**INSTRUCTIONS FOR THE TASK**
Please copy every one of the items below, keeping each line identical to the original.

**EXERCISE INPUT**

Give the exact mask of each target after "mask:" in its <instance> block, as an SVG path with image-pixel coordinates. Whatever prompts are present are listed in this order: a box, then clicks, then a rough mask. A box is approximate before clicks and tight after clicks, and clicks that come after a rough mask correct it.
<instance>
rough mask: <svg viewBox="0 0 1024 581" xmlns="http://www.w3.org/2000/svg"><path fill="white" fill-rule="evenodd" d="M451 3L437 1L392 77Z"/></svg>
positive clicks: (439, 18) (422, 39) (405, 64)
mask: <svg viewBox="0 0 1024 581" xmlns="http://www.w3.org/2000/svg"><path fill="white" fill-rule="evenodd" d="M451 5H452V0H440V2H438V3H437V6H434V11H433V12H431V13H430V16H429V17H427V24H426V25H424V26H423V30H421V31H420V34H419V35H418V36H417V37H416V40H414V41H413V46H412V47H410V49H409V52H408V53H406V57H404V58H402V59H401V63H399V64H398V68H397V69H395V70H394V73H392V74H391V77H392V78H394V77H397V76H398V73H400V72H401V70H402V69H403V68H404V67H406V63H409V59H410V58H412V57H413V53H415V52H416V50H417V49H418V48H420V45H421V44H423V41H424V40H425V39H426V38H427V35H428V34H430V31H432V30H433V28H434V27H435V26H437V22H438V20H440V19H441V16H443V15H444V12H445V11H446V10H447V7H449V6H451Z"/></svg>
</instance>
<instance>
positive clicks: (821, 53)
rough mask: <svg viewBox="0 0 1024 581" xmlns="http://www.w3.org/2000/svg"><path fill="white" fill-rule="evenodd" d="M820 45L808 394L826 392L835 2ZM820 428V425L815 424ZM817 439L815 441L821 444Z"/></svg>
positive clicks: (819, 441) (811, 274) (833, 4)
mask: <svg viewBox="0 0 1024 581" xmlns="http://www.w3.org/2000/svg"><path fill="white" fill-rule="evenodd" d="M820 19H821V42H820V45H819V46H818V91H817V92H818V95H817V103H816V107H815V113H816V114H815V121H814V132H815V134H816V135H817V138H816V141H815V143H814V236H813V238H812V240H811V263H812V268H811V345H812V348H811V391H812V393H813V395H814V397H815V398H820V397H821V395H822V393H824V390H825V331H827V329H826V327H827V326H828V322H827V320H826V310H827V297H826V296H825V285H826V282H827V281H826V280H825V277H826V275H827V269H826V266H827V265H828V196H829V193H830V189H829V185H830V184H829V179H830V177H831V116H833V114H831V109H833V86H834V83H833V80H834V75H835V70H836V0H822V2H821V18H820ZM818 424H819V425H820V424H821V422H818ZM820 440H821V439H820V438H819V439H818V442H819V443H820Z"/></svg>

**ANSWER TO THE PROBLEM**
Give the exact mask of each target after "mask:" in its <instance> block, as an SVG path with image-pixel coordinates. Whatever prompts are present are listed in this order: a box, then clicks, then a rough mask. A box is approximate before clicks and tight after clicks, and clicks that come after a rough mask correct it.
<instance>
rough mask: <svg viewBox="0 0 1024 581" xmlns="http://www.w3.org/2000/svg"><path fill="white" fill-rule="evenodd" d="M451 3L437 1L392 77Z"/></svg>
positive clicks: (439, 18) (422, 39) (405, 64)
mask: <svg viewBox="0 0 1024 581" xmlns="http://www.w3.org/2000/svg"><path fill="white" fill-rule="evenodd" d="M451 5H452V0H440V2H438V3H437V6H434V11H433V12H431V13H430V16H429V17H427V24H426V25H424V26H423V30H421V31H420V34H419V35H418V36H417V37H416V40H414V41H413V46H412V47H410V49H409V52H408V53H406V57H404V58H402V59H401V63H399V64H398V68H397V69H395V70H394V73H392V74H391V77H392V78H394V77H397V76H398V73H400V72H401V70H402V69H403V68H404V67H406V63H409V59H410V58H412V57H413V53H415V52H416V50H417V49H418V48H420V45H421V44H423V41H424V40H425V39H426V38H427V35H428V34H430V31H432V30H433V28H434V27H435V26H437V22H438V20H440V19H441V16H443V15H444V12H445V11H446V10H447V7H449V6H451Z"/></svg>
</instance>
<instance>
positive clicks: (821, 53)
rough mask: <svg viewBox="0 0 1024 581" xmlns="http://www.w3.org/2000/svg"><path fill="white" fill-rule="evenodd" d="M820 45L808 394L826 392L835 2ZM820 428V425L815 424ZM817 439L815 441L821 444Z"/></svg>
positive clicks: (819, 441) (811, 274) (833, 4)
mask: <svg viewBox="0 0 1024 581" xmlns="http://www.w3.org/2000/svg"><path fill="white" fill-rule="evenodd" d="M820 19H821V42H820V45H819V46H818V91H817V92H818V95H817V103H816V107H815V113H816V114H815V121H814V132H815V134H816V135H817V138H816V141H815V143H814V236H813V238H812V240H811V263H812V268H811V345H812V348H811V391H812V393H813V395H814V397H815V398H820V397H821V395H822V393H824V390H825V331H827V329H826V327H827V326H828V322H827V320H826V310H827V297H826V296H825V285H826V282H827V281H826V280H825V277H826V275H827V269H826V266H827V265H828V196H829V193H830V189H829V185H830V184H829V179H830V177H831V116H833V114H831V109H833V86H834V83H833V80H834V75H835V70H836V0H822V2H821V18H820ZM818 424H819V425H820V424H821V422H818ZM820 440H821V439H820V438H819V439H818V442H819V443H820Z"/></svg>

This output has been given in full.